── EXERCISE INPUTS ──

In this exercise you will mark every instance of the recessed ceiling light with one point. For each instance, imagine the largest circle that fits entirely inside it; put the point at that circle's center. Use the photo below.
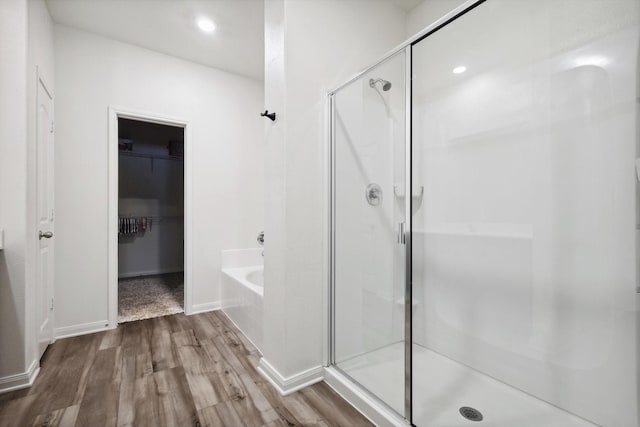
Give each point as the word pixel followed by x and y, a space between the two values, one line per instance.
pixel 206 25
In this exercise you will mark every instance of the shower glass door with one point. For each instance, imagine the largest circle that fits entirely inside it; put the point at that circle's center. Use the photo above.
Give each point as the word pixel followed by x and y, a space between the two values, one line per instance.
pixel 368 283
pixel 524 138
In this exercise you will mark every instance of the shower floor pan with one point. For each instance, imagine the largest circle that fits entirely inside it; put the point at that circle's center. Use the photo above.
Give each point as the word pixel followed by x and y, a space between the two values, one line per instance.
pixel 441 387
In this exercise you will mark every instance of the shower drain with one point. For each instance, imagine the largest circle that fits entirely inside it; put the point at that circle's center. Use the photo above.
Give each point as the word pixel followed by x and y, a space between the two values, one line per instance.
pixel 470 413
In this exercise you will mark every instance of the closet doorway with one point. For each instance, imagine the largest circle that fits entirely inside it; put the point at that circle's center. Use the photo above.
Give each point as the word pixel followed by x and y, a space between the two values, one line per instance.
pixel 147 214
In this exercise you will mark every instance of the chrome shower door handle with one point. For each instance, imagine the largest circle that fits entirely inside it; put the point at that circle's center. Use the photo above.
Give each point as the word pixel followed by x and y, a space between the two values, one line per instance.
pixel 46 235
pixel 401 233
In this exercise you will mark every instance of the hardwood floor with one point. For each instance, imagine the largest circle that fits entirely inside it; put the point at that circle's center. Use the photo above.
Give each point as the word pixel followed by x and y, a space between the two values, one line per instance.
pixel 169 371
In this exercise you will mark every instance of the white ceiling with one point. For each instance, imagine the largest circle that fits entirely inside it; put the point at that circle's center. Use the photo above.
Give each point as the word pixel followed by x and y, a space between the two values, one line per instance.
pixel 169 26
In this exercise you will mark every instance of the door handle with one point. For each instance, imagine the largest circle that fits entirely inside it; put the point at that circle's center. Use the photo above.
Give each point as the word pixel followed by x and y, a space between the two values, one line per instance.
pixel 46 235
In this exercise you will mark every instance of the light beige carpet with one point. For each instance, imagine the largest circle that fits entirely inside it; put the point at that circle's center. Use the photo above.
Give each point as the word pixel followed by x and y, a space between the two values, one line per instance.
pixel 145 297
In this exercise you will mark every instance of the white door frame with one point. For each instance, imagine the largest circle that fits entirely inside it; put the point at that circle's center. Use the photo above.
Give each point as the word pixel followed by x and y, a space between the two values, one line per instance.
pixel 116 113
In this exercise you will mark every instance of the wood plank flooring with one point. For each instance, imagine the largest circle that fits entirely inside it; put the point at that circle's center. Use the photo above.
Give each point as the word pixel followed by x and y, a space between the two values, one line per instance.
pixel 169 371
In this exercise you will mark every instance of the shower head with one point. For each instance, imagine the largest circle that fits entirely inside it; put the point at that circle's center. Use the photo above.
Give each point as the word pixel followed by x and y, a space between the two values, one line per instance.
pixel 386 85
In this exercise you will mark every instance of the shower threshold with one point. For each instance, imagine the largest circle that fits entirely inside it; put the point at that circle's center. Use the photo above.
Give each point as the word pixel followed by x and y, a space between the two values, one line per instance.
pixel 441 387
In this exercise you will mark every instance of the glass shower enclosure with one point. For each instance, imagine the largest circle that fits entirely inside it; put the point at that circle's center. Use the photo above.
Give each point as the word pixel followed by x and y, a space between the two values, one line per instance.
pixel 484 217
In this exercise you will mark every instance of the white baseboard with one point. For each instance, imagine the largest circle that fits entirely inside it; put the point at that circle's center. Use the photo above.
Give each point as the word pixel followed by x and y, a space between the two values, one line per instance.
pixel 293 383
pixel 149 273
pixel 203 308
pixel 82 329
pixel 377 412
pixel 20 381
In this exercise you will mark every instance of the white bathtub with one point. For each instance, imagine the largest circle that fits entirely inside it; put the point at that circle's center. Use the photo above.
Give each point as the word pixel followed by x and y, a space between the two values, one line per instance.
pixel 242 291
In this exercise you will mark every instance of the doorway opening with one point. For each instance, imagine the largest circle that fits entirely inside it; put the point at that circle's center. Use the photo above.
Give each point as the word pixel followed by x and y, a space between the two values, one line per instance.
pixel 151 222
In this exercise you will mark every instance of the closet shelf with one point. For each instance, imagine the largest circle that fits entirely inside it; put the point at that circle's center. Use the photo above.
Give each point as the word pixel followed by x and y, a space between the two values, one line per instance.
pixel 151 156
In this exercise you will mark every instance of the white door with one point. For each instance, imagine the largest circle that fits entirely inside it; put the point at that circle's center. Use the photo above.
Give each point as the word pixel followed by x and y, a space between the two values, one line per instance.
pixel 44 278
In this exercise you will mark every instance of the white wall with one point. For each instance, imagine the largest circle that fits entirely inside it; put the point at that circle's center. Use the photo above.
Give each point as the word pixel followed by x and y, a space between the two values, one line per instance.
pixel 427 13
pixel 93 73
pixel 13 184
pixel 310 47
pixel 26 41
pixel 527 230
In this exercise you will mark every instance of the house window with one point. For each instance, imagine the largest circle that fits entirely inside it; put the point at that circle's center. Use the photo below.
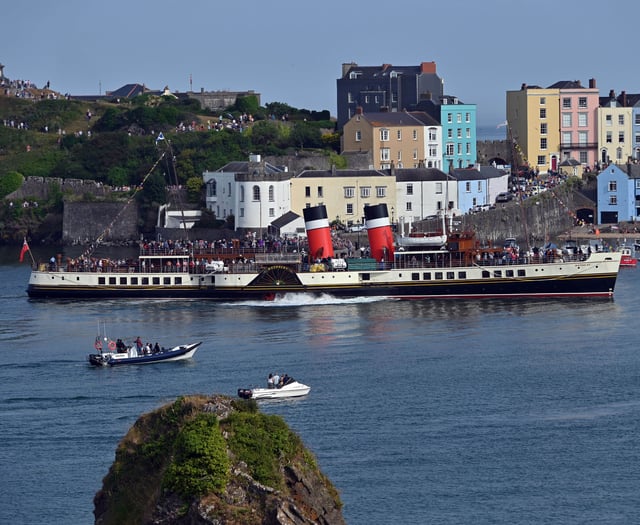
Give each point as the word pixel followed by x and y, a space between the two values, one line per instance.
pixel 582 120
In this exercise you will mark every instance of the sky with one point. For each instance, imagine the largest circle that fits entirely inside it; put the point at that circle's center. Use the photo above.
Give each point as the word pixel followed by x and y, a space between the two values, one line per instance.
pixel 293 51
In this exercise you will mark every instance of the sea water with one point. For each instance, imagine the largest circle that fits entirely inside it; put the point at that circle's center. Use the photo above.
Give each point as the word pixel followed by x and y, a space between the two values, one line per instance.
pixel 439 411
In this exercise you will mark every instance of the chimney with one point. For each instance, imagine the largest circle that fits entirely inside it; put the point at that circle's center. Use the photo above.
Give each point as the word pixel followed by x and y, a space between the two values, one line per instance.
pixel 428 67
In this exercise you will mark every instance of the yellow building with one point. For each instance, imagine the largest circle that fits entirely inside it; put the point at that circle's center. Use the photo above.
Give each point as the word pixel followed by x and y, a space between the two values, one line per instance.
pixel 533 116
pixel 345 193
pixel 399 139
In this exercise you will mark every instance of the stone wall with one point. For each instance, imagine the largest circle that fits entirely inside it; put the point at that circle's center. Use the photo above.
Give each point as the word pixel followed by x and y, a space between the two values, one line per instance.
pixel 85 222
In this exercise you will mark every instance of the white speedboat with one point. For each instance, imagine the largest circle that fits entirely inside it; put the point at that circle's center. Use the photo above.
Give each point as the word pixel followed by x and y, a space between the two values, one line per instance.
pixel 132 357
pixel 291 389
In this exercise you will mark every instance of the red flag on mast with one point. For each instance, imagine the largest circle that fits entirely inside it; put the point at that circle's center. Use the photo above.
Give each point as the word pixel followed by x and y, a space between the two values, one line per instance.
pixel 25 249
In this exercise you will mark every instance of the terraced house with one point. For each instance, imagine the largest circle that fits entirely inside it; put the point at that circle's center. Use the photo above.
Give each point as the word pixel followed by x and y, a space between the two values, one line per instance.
pixel 399 139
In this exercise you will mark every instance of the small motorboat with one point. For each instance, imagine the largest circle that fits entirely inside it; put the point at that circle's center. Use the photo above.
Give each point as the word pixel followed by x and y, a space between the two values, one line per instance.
pixel 289 388
pixel 131 355
pixel 627 258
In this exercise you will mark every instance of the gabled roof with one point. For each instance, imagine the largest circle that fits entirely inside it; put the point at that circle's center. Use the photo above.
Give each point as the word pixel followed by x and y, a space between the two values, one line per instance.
pixel 419 174
pixel 285 219
pixel 485 172
pixel 309 174
pixel 567 84
pixel 128 91
pixel 242 167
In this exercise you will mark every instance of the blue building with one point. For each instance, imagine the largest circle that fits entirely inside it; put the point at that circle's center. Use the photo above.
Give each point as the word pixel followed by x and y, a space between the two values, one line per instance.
pixel 619 193
pixel 458 121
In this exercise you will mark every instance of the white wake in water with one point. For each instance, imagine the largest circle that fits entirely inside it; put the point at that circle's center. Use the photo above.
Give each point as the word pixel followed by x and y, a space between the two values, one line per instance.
pixel 301 299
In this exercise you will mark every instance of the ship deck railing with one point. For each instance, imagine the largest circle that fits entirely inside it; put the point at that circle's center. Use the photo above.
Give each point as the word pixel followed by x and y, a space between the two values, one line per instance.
pixel 244 264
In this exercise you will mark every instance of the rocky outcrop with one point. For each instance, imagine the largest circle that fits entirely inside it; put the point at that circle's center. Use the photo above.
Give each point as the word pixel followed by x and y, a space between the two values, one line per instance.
pixel 215 460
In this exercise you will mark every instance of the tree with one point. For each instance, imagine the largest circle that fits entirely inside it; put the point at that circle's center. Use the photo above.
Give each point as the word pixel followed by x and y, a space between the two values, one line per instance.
pixel 10 183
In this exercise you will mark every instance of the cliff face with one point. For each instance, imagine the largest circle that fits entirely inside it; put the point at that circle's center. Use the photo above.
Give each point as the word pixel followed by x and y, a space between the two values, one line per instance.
pixel 216 461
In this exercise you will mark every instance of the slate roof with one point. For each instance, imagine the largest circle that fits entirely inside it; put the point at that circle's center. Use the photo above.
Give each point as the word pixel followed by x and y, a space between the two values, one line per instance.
pixel 400 118
pixel 285 219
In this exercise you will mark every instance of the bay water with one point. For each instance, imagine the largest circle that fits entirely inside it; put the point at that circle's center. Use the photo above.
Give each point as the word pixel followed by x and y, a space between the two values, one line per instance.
pixel 439 411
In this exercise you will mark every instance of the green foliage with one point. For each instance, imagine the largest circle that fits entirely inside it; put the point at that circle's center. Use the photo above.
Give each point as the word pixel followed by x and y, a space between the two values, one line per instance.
pixel 248 104
pixel 264 443
pixel 201 464
pixel 304 135
pixel 10 182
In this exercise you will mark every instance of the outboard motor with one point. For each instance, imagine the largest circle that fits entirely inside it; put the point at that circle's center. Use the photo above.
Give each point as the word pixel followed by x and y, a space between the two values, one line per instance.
pixel 316 222
pixel 379 232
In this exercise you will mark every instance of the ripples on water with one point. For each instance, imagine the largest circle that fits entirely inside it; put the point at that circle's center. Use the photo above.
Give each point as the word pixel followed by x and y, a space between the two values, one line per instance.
pixel 420 412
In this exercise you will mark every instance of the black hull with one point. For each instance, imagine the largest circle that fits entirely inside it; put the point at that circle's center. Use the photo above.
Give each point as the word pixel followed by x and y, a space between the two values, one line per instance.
pixel 573 286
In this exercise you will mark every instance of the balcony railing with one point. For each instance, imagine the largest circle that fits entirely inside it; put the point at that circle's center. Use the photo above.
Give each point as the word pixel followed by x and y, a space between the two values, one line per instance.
pixel 578 145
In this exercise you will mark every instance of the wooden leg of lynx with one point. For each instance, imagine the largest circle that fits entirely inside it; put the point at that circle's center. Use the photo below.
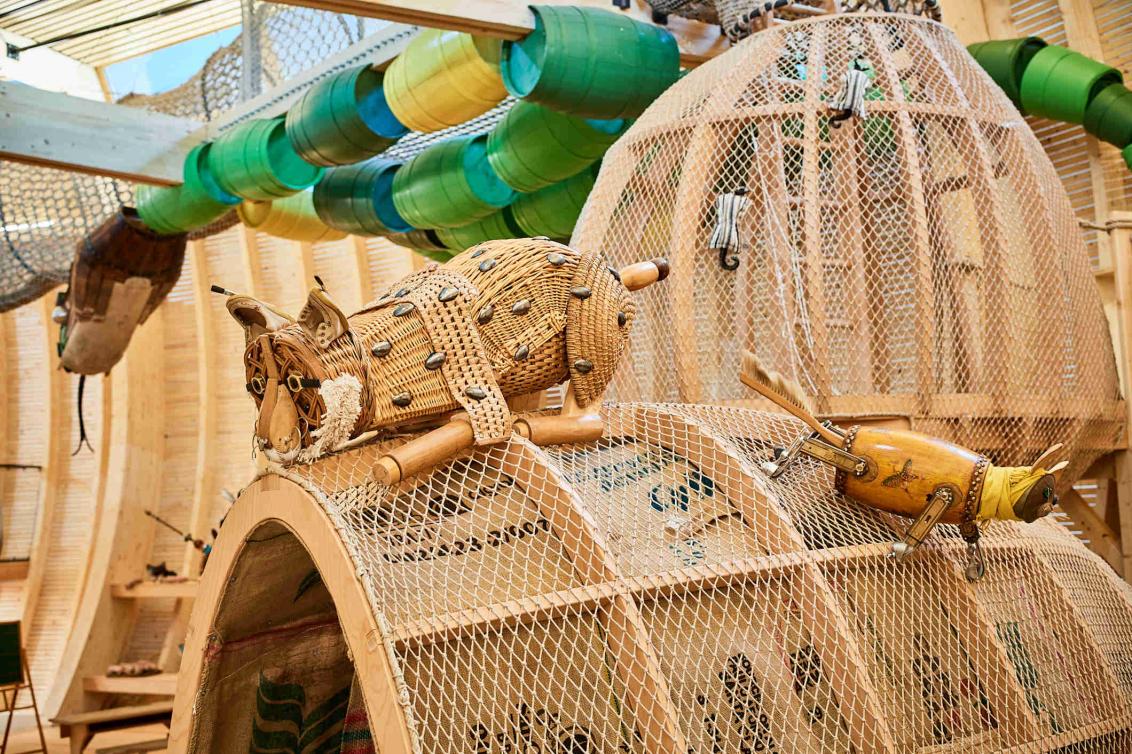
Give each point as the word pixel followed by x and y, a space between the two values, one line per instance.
pixel 440 444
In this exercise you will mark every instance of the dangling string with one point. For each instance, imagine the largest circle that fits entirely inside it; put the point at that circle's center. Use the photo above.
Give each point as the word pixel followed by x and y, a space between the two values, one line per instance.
pixel 850 100
pixel 726 234
pixel 82 425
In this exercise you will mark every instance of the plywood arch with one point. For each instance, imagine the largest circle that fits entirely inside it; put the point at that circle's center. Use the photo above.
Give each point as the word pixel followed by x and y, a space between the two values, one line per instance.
pixel 275 506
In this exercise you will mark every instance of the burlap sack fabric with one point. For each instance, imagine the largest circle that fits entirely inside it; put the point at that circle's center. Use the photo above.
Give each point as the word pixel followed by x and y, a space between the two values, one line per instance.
pixel 919 262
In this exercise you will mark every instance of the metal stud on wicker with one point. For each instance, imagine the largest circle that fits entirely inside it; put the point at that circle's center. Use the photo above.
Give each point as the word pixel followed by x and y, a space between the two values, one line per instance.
pixel 436 345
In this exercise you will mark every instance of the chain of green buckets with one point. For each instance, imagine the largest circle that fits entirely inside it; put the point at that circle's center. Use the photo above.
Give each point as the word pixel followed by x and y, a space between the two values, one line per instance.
pixel 1058 84
pixel 314 173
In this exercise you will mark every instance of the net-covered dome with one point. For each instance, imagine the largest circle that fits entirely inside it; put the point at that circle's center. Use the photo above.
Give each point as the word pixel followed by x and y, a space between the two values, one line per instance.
pixel 651 592
pixel 920 262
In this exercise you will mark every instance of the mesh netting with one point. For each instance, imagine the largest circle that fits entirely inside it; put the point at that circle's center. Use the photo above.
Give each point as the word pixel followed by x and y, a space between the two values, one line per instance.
pixel 655 592
pixel 920 263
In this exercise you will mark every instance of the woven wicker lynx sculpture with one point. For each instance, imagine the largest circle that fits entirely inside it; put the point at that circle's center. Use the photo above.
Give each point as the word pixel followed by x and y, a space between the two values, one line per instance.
pixel 500 320
pixel 917 262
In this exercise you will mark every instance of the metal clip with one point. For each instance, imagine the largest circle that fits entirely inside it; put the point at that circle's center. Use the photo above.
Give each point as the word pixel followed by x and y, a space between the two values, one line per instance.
pixel 976 566
pixel 937 504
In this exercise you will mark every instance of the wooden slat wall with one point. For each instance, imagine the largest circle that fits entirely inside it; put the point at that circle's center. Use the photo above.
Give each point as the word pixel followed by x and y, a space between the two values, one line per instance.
pixel 203 377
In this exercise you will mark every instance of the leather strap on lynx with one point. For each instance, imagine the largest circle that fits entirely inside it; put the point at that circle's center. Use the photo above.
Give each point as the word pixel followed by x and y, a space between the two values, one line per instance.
pixel 443 299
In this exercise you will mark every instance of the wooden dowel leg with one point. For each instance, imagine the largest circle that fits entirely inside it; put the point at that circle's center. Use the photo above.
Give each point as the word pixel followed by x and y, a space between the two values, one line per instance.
pixel 643 274
pixel 423 452
pixel 560 430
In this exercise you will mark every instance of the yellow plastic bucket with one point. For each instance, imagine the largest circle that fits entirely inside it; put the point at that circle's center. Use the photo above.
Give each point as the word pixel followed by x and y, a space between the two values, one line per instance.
pixel 292 217
pixel 444 78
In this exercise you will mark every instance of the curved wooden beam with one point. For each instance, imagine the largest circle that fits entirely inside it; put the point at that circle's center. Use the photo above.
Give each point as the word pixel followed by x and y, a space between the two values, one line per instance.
pixel 58 428
pixel 275 499
pixel 204 478
pixel 102 625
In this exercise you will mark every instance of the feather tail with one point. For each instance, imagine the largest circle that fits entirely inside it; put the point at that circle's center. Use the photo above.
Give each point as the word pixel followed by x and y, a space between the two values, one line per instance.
pixel 785 392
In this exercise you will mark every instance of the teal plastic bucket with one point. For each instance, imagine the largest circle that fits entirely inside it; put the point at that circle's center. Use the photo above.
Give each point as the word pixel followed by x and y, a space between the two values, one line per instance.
pixel 358 198
pixel 343 119
pixel 554 211
pixel 436 255
pixel 492 226
pixel 449 185
pixel 533 146
pixel 171 210
pixel 590 62
pixel 1109 116
pixel 1005 61
pixel 1060 84
pixel 198 178
pixel 256 161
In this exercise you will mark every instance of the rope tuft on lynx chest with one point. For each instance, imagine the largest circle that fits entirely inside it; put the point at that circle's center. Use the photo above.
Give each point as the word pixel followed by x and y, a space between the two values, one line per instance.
pixel 445 348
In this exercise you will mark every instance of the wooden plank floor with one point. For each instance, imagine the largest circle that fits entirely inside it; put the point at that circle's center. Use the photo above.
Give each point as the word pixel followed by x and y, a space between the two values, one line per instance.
pixel 26 740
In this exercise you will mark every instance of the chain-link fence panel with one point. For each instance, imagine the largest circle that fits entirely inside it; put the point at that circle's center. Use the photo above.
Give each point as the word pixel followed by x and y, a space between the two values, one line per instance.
pixel 655 591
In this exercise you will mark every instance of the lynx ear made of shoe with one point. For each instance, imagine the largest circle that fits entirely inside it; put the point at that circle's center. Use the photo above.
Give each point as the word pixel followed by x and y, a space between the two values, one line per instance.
pixel 255 316
pixel 323 320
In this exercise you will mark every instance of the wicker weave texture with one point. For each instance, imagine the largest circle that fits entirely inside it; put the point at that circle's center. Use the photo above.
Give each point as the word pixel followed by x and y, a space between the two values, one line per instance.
pixel 655 592
pixel 919 262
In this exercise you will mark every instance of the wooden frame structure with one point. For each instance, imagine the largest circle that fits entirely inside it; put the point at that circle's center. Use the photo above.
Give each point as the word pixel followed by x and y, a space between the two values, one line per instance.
pixel 641 649
pixel 204 416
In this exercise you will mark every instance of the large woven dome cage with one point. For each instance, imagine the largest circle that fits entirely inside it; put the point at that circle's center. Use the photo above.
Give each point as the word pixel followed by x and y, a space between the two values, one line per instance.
pixel 649 592
pixel 919 260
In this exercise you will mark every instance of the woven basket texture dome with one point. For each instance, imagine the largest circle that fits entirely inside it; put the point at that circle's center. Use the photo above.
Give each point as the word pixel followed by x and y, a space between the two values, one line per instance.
pixel 651 592
pixel 920 262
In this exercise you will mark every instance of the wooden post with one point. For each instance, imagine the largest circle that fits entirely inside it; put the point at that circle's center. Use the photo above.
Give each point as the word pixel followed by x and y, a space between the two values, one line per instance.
pixel 1122 461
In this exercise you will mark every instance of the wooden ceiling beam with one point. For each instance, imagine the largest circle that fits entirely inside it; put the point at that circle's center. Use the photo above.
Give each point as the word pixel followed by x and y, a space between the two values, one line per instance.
pixel 60 130
pixel 513 20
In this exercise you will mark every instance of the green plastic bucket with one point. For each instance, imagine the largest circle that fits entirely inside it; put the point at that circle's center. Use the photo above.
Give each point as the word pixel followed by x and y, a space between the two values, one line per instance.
pixel 1109 116
pixel 198 178
pixel 358 198
pixel 292 217
pixel 554 211
pixel 256 161
pixel 533 146
pixel 423 239
pixel 444 78
pixel 1060 84
pixel 436 255
pixel 449 185
pixel 591 62
pixel 492 226
pixel 171 210
pixel 1005 61
pixel 343 119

───

### WHAT YOU WILL DO
Substitute "arched timber beam" for "curved wooden beam" and write out again the lines from the one containing "the yellow plastic" through the one containing "pixel 102 625". Leave everything else in those lines unchanged.

### EXERCISE RESPONSE
In this exercise you will mark every instance of the yellow plastic bucket with one point. For each instance, imagine the largest circle that fits entirely inside it; put the point at that circle's center. Use the photo above.
Give each point as the word pixel followed by x and y, a space between the two values, one line per instance.
pixel 292 217
pixel 444 78
In this exercise you will mark every instance of the arched timber beam with one point. For each instance, imagine the largest circle that fits entirely inside it; put the point at that circle's center. Use the photo above.
Give each point as the word pixel followed by x and y, a space between the two values, one line per instance.
pixel 58 428
pixel 275 499
pixel 204 478
pixel 102 625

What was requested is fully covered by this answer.